■ Stored records ■

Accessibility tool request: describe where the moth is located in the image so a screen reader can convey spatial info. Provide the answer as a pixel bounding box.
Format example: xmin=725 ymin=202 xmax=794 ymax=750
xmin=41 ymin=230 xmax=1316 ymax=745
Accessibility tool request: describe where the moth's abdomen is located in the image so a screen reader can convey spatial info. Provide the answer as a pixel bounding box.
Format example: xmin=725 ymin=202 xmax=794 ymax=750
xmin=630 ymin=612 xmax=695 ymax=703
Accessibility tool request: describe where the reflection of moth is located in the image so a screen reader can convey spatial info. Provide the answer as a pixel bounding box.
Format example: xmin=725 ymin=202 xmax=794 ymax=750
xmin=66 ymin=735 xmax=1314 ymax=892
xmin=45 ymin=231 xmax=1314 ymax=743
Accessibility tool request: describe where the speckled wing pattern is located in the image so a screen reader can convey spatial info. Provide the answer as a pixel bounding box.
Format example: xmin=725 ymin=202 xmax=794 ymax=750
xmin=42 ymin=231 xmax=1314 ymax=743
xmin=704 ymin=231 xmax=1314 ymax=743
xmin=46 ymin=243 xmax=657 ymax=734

■ What to produce ■
Please render the listing's lines as a JSON list of strings, starting at the line containing "Accessibility tool request: describe where the speckled" and ending at the listing's last line, with one string per line and blank lines omitted.

■ Correct result ■
[
  "Accessibility tool request: describe where the speckled wing pattern is located in the image so a screen reader can convey spatial info. Provide the answer as a pixel bounding box.",
  "Format example: xmin=725 ymin=202 xmax=794 ymax=750",
  "xmin=42 ymin=231 xmax=1314 ymax=743",
  "xmin=704 ymin=231 xmax=1314 ymax=743",
  "xmin=46 ymin=243 xmax=657 ymax=734"
]